● **本文**:
そのお名前は 大工だった父親がつけてくれた、とおっしゃっていたと記憶しています。
「建夫」さん。
お前も、大工になるんだぞ、という お父さまの期待が込められたお名前です。
男手ひとつで ふたりのお嬢さまをお育てになりました。
そのお嬢さま方もそれぞれに嫁がれていき、
年齢も60を過ぎて 会社勤めならば定年を迎える頃になって思ったことは。
宮大工では 仕事が少なくて 食べていけなかった。
これまで食べるために ずっと 普通の大工として 仕事をしてきたけれど。
もう そろそろ 好きな仕事だけをして 生きていってもいいんじゃないかな。
「男」としての、一世一代の仕事として、やらせてもらいたい。
そうおっしゃって 入札に参加した「宮大工」としての仕事を 立派にやり遂げられました。
一見、単純そうな柱の継ぎ目。
滅多な事では 絶対にはずれない、そんな複雑な仕組みで組みあがっています。
何人もの大工さんが 見学に来ました。
吉祥寺の隠れた名所?
その歳の年末に 「社寺建築工房」と押印した紙を巻いたタオルを頂戴しました。

(写真のポイント注釈)
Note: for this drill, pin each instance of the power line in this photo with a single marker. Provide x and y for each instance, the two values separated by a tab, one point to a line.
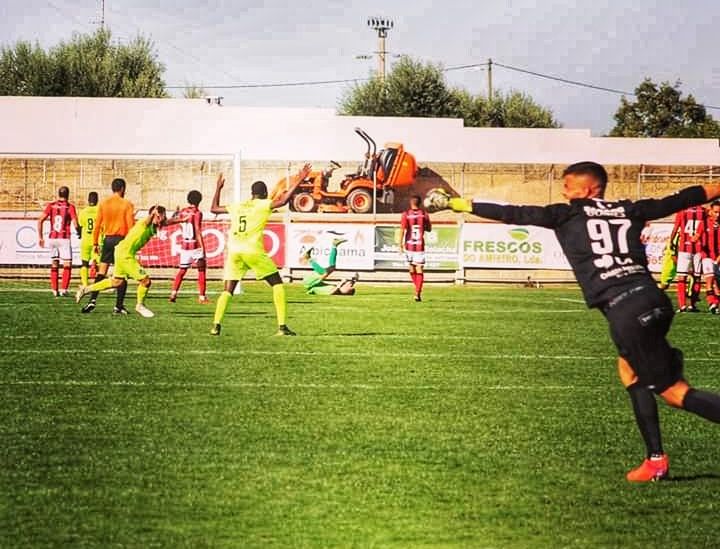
484	65
275	84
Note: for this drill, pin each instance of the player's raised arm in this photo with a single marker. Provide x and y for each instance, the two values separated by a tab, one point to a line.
216	208
41	222
285	196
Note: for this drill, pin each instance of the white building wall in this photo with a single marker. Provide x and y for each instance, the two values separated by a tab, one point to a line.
39	126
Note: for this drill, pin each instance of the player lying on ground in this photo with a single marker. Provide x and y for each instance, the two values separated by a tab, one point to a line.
86	219
414	223
601	240
316	284
127	265
245	249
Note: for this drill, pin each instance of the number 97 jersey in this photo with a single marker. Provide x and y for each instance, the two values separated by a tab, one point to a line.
247	223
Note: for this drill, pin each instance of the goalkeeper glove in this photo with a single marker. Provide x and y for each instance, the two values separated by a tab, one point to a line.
460	205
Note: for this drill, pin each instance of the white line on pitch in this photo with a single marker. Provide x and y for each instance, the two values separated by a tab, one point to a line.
354	354
321	386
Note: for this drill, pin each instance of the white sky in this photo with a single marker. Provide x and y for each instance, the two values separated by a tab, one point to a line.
223	42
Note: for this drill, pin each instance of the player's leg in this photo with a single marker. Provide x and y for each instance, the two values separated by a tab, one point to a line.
647	419
130	267
202	280
85	255
185	262
420	279
235	269
143	288
668	270
639	321
65	252
182	270
708	269
107	258
54	275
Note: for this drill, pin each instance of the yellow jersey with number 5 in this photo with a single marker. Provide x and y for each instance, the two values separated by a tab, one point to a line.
247	223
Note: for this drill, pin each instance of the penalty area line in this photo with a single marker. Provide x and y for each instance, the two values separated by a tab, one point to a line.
353	354
315	386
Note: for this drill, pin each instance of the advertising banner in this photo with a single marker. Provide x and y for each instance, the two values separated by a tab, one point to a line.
356	253
441	248
499	246
19	244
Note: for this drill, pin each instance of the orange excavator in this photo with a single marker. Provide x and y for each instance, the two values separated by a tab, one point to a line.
379	176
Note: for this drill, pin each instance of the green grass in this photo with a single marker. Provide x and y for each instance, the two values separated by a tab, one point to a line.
482	417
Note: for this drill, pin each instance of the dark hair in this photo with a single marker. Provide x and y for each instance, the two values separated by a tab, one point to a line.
259	189
117	185
593	169
157	208
194	197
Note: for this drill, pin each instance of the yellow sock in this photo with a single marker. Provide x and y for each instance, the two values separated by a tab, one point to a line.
104	284
220	308
142	292
280	303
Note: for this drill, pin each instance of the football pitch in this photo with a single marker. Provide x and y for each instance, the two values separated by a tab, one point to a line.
484	417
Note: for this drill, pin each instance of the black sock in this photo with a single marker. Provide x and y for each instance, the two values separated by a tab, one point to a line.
703	403
120	298
93	295
646	417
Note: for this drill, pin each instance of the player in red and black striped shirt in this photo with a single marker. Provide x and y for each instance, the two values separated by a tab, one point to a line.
690	226
62	215
415	222
192	247
712	255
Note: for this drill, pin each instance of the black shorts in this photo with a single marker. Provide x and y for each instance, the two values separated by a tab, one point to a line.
639	318
107	254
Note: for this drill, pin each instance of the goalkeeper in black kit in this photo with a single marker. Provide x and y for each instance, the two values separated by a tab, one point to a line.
601	240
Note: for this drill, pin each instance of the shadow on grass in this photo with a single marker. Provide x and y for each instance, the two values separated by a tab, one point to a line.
692	478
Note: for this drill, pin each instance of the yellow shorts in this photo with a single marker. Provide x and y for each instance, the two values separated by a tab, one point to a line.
237	264
87	253
129	267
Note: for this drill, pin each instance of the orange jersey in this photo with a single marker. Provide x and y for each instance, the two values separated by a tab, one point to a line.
116	216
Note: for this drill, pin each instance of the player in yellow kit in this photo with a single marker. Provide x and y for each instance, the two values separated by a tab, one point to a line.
86	221
245	250
127	265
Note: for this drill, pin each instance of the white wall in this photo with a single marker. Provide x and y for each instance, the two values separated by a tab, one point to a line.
38	126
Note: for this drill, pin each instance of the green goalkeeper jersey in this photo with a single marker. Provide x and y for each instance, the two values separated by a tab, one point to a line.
247	223
86	220
136	238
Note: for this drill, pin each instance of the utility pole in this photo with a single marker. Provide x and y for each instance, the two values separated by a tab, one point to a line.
382	25
101	21
489	79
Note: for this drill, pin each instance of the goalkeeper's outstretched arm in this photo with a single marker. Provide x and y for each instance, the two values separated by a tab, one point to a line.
543	216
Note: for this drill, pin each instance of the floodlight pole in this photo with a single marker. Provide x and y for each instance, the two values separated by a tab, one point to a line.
382	25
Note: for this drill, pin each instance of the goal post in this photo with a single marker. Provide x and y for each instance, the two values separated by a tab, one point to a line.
29	182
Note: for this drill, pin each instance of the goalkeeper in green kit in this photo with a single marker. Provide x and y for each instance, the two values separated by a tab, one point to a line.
316	284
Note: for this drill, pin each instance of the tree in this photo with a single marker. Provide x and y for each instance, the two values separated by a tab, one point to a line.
414	89
514	109
661	111
88	65
193	91
410	89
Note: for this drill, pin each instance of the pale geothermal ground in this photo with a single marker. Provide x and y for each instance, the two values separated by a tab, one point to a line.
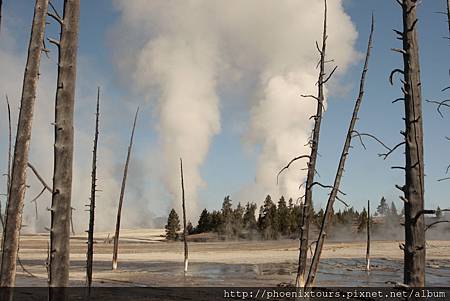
145	259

● **課題**:
**a.** 本文の「男手ひとつで」で始まる段落を、主な事実を残して短く書き直してください。
**b.** 記録のうち「yellow」という語を含む行をすべて見つけ、書き写す。

● **解答一覧**:
**a.** 父親ひとりで娘ふたりを育てた。

**b.**
Note: for this drill, pin each instance of the yellow jersey with number 5 in this photo with a single marker. Provide x and y for each instance, the two values separated by a tab, one point to a line.
Note: for this drill, pin each instance of the yellow sock in this photo with a single marker. Provide x and y for each instance, the two values separated by a tab, one point to a line.
Note: for this drill, pin each instance of the yellow shorts in this photo with a single marker. Provide x and y for each instance, the two values separated by a tab, one point to a line.
Note: for this drill, pin each instance of the player in yellow kit in this photo with a single marker. Provide x and y for each instance, the two values separated by a tab, one point to a line.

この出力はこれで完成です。